• _SUPPLIED PASSAGE_:
* * * * * * * * *

Wednesday, February 24, 2010

Mama Brain

I lose things all the time these days: my id, my green hat, my keys, my right, silver old high heel that I needed desperately for a wedding recently.

The other day, I packed running shoes in my bag before we headed to my Mom and Dad's, so I could run that afternoon. As I did so, I thought, "Man! Why won't these fit in my bag today?" I discovered later, upon dressing for my run, that I had packed my husband's size 11 running shoes, instead of mine.

Such flakiness is referred to as "Mama Brain." It's a fuzzy head. It's an absent look. It's a feeling that you have just forgotten to do something but you can't quite remember what it was.

At basketball games, no matter how long I have been guarding the same girl, I will forget which one I was guarding after a turn over. "The girl in the red shirt? The one in the blue shirt? Oh, I bet it was the one who JUST SCORED!"

I want to wear shirt as a disclaimer that says something like, "I am a mama! Please forgive me if I am a total idiot! I am trying to keep another, very small, very weird and very loud human alive."

On many a run with G, I get such bad Mama Brain that as I am running, with G, right there in front of me, I stop! in my tracks because I think I have forgotten G somewhere. "Oh shit!" I panic for a second before I remember that I am pushing the grl.

I have lost my brain, but at least I haven't lost G yet.

* * * * * * * * *

• _DATASET EXCERPTS_:
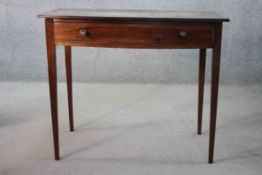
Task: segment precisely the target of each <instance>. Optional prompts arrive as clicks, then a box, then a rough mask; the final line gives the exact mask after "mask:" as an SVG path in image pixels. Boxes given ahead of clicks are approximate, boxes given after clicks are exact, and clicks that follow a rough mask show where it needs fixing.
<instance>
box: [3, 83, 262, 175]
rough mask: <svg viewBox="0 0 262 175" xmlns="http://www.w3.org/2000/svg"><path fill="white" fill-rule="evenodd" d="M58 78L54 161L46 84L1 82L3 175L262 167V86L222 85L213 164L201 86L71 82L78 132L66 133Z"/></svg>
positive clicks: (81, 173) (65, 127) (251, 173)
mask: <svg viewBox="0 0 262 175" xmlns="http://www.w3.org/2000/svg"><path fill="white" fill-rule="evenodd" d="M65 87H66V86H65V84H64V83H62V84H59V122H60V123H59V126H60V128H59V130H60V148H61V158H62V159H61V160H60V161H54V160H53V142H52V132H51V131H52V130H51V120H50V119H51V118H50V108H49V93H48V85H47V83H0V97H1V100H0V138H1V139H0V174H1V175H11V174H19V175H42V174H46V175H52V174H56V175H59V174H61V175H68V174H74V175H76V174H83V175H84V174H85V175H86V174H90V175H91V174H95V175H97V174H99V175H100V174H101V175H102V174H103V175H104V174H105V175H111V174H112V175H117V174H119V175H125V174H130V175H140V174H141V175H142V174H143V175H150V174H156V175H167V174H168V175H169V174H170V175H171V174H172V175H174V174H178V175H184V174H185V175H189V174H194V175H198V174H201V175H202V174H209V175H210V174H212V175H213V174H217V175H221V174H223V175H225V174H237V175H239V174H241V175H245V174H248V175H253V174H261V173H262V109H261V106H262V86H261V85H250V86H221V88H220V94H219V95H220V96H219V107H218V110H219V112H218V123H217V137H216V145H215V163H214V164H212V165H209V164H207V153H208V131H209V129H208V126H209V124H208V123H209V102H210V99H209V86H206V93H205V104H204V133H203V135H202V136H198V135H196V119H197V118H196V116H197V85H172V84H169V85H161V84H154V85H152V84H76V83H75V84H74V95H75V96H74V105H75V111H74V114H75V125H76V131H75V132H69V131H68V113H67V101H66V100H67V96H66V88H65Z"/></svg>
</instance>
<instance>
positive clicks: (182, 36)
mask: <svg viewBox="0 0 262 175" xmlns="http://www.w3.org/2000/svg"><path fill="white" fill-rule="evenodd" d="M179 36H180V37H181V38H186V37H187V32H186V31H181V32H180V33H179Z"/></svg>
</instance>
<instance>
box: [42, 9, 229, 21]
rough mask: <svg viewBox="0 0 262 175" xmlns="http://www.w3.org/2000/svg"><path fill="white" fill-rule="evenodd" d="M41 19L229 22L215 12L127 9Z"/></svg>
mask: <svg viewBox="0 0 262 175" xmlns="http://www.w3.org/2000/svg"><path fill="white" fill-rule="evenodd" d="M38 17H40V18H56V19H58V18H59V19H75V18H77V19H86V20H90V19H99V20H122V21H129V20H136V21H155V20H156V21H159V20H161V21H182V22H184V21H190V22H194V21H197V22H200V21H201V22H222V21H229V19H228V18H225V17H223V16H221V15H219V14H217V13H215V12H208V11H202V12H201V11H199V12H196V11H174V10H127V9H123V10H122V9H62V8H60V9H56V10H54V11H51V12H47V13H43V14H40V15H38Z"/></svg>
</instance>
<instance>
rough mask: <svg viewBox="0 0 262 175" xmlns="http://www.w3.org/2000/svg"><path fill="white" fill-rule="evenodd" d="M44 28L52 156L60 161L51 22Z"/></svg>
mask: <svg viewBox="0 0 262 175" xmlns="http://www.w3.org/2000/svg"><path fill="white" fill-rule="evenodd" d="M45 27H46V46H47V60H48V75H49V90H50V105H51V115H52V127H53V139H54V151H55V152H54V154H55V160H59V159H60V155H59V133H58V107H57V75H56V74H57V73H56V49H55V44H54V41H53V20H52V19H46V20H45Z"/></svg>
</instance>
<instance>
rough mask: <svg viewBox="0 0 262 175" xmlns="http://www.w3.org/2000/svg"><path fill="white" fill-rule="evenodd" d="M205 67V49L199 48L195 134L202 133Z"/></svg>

* * * * * * * * *

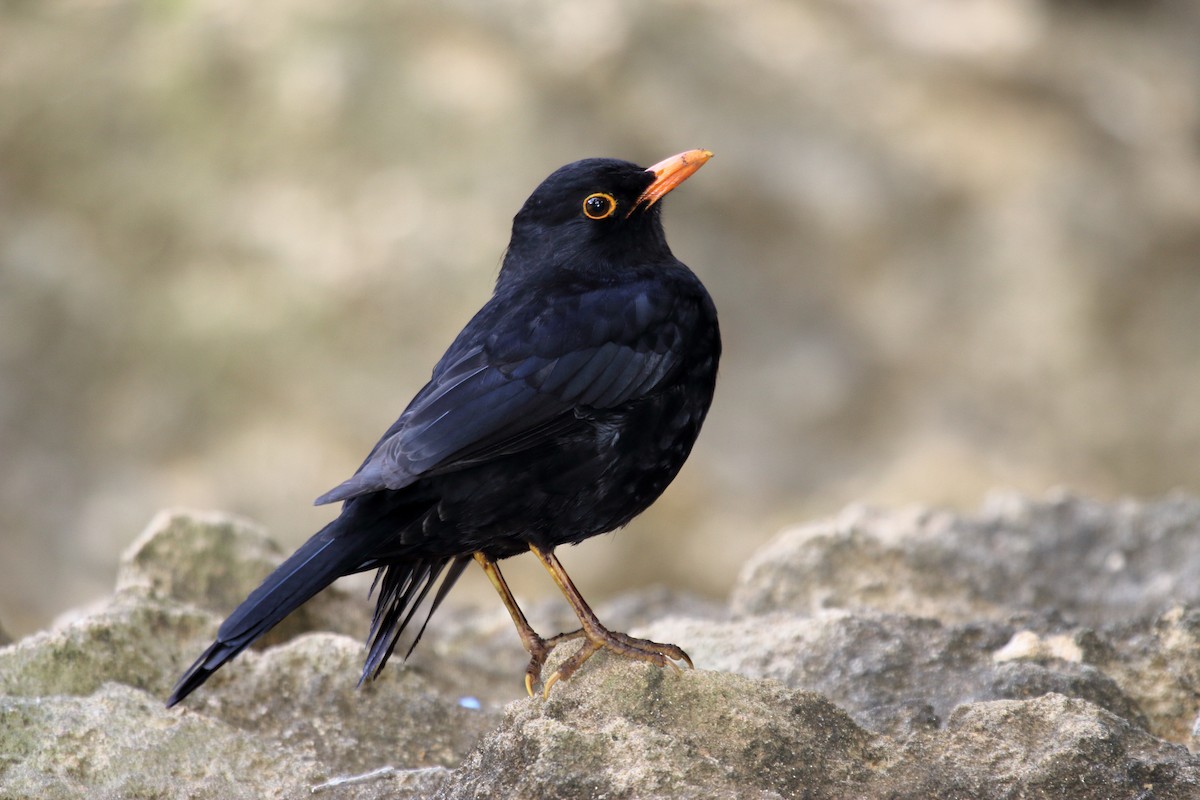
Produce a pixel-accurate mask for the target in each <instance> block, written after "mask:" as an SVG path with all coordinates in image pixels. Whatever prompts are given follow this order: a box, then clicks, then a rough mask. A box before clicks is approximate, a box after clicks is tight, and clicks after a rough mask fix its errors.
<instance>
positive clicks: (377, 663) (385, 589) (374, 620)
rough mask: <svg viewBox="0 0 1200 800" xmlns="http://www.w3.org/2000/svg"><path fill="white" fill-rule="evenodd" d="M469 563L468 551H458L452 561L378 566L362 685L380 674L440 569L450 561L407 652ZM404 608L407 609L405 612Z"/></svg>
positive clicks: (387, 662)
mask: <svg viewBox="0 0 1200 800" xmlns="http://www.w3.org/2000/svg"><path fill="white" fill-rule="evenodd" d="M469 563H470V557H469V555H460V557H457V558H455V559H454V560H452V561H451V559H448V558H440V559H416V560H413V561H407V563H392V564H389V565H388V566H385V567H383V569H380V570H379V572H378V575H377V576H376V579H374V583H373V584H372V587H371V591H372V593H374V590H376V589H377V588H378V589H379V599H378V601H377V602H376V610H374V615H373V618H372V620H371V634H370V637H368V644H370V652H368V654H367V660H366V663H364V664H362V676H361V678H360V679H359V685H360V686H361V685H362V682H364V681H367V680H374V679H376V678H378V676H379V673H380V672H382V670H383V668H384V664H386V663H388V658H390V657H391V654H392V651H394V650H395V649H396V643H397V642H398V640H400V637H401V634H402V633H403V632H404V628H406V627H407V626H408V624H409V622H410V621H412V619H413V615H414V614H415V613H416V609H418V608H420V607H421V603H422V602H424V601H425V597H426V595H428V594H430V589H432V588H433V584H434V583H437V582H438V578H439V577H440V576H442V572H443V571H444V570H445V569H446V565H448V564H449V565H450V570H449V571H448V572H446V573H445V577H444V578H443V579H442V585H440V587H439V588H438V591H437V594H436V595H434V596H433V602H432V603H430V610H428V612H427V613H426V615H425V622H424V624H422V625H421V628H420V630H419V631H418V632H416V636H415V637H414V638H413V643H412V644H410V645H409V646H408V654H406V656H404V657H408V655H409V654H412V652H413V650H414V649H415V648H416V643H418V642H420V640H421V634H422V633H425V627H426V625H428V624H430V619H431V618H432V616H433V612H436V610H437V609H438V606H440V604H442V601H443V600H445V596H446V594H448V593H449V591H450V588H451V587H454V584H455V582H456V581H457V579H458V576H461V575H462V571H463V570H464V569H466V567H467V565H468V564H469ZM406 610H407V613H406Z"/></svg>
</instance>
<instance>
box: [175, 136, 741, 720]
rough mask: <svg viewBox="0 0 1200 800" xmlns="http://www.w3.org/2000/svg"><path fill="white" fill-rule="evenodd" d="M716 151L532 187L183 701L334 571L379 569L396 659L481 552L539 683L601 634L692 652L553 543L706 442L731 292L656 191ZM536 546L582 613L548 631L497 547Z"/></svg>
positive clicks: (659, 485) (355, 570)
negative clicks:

* * * * * * * * *

• _TASKS TO PERFORM_:
**A)** Using the first sentence of the Mama Brain post, list every item the writer says she loses.
**B)** Transcribe the Mama Brain post starting with "Such flakiness is" and going on through "pushing the grl.".

• _ACTIVITY ANSWERS_:
**A)**
- id
- green hat
- keys
- right, silver old high heel

**B)**
Such flakiness is referred to as "Mama Brain." It's a fuzzy head. It's an absent look. It's a feeling that you have just forgotten to do something but you can't quite remember what it was.

At basketball games, no matter how long I have been guarding the same girl, I will forget which one I was guarding after a turn over. "The girl in the red shirt? The one in the blue shirt? Oh, I bet it was the one who JUST SCORED!"

I want to wear shirt as a disclaimer that says something like, "I am a mama! Please forgive me if I am a total idiot! I am trying to keep another, very small, very weird and very loud human alive."

On many a run with G, I get such bad Mama Brain that as I am running, with G, right there in front of me, I stop! in my tracks because I think I have forgotten G somewhere. "Oh shit!" I panic for a second before I remember that I am pushing the grl.